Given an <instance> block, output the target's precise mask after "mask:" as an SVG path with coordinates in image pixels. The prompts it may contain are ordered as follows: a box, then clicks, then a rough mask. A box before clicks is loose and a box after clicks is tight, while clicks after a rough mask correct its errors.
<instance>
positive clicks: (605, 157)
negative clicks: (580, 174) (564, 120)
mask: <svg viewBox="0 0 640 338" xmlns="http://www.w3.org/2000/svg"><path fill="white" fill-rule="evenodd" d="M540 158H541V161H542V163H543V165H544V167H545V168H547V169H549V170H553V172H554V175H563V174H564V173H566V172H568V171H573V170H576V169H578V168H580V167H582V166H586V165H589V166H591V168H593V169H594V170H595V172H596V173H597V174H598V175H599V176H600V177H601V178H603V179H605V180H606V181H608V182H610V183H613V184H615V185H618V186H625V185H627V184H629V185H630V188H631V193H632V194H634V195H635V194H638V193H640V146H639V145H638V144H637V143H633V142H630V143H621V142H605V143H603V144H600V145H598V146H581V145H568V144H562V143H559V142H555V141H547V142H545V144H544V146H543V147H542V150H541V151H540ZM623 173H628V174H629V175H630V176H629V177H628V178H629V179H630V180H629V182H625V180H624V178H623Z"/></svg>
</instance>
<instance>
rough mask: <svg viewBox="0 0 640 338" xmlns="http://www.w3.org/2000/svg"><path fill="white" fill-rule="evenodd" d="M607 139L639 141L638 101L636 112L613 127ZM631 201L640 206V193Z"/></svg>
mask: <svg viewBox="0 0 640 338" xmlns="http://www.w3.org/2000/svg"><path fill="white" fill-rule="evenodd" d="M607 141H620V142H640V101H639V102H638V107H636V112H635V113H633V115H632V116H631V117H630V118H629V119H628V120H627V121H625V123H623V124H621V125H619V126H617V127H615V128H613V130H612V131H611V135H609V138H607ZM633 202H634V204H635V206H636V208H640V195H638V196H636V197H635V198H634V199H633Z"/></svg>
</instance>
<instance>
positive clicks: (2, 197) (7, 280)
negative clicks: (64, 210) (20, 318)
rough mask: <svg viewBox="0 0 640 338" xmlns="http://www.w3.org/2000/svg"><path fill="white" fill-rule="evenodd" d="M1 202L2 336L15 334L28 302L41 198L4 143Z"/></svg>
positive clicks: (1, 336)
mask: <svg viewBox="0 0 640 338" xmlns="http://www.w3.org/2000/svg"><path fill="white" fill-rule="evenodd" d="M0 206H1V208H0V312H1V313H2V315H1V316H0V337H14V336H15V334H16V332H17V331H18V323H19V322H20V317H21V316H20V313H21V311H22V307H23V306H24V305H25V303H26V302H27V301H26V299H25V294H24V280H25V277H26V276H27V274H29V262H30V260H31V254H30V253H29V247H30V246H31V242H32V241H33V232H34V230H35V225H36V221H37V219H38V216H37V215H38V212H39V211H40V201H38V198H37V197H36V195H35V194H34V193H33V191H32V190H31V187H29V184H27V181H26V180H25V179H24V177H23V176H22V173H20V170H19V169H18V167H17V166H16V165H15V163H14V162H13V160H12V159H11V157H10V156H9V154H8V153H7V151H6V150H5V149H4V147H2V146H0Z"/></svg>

*DIRECTIONS FOR THIS TASK:* Give back the material exactly as it is shown above.

*ANSWER SECTION:*
Given an <instance> block, output the target's precise mask after "mask:" as an SVG path with coordinates in image pixels. The prompts it may contain are ordered as follows: a box, then clicks, then a rough mask. A box before clicks is loose and a box after clicks is tight, while clicks after a rough mask correct its errors.
<instance>
positive clicks: (605, 157)
negative clicks: (580, 174) (564, 120)
mask: <svg viewBox="0 0 640 338" xmlns="http://www.w3.org/2000/svg"><path fill="white" fill-rule="evenodd" d="M540 158H541V161H542V163H543V165H544V167H545V168H547V169H549V170H553V172H554V175H563V174H564V173H566V172H568V171H573V170H576V169H578V168H580V167H582V166H586V165H589V166H591V168H593V169H594V170H595V172H596V173H597V174H598V175H599V176H600V177H601V178H603V179H605V180H606V181H608V182H610V183H613V184H615V185H618V186H625V185H627V184H629V185H630V188H631V193H632V194H634V195H635V194H638V193H640V146H639V145H638V144H637V143H633V142H630V143H621V142H605V143H603V144H600V145H598V146H581V145H568V144H562V143H559V142H555V141H547V142H545V144H544V146H543V147H542V150H541V151H540ZM623 173H628V174H629V175H630V176H629V177H628V178H629V179H630V180H629V182H625V180H624V178H623Z"/></svg>
</instance>
<instance>
rough mask: <svg viewBox="0 0 640 338" xmlns="http://www.w3.org/2000/svg"><path fill="white" fill-rule="evenodd" d="M607 139L639 141L638 101L636 112L613 127ZM631 201L640 206V193Z"/></svg>
mask: <svg viewBox="0 0 640 338" xmlns="http://www.w3.org/2000/svg"><path fill="white" fill-rule="evenodd" d="M607 141H620V142H640V101H639V102H638V107H636V112H635V113H633V115H632V116H631V117H630V118H629V119H628V120H627V121H625V123H623V124H621V125H619V126H617V127H615V128H613V130H612V131H611V135H609V138H607ZM633 202H634V204H635V206H636V208H640V195H638V196H636V197H635V198H634V199H633Z"/></svg>
</instance>
<instance>
positive clicks: (2, 197) (7, 280)
negative clicks: (64, 210) (20, 318)
rough mask: <svg viewBox="0 0 640 338" xmlns="http://www.w3.org/2000/svg"><path fill="white" fill-rule="evenodd" d="M1 202L2 336L15 334L28 302L41 198L4 143Z"/></svg>
positive clicks: (1, 336)
mask: <svg viewBox="0 0 640 338" xmlns="http://www.w3.org/2000/svg"><path fill="white" fill-rule="evenodd" d="M0 206H1V208H0V312H1V313H2V315H1V316H0V337H14V336H15V334H16V332H17V331H18V323H19V322H20V317H21V316H20V313H21V311H22V307H23V306H24V305H25V303H26V302H27V301H26V299H25V294H24V280H25V277H26V276H27V274H29V262H30V260H31V254H30V253H29V247H30V246H31V242H32V241H33V232H34V230H35V225H36V221H37V219H38V216H37V215H38V212H39V211H40V201H38V198H37V197H36V195H35V194H34V193H33V191H32V190H31V187H29V184H27V181H26V180H25V179H24V177H23V176H22V173H20V170H19V169H18V167H17V166H16V165H15V163H14V162H13V160H12V159H11V157H10V156H9V154H8V153H7V151H6V150H5V149H4V147H2V146H0Z"/></svg>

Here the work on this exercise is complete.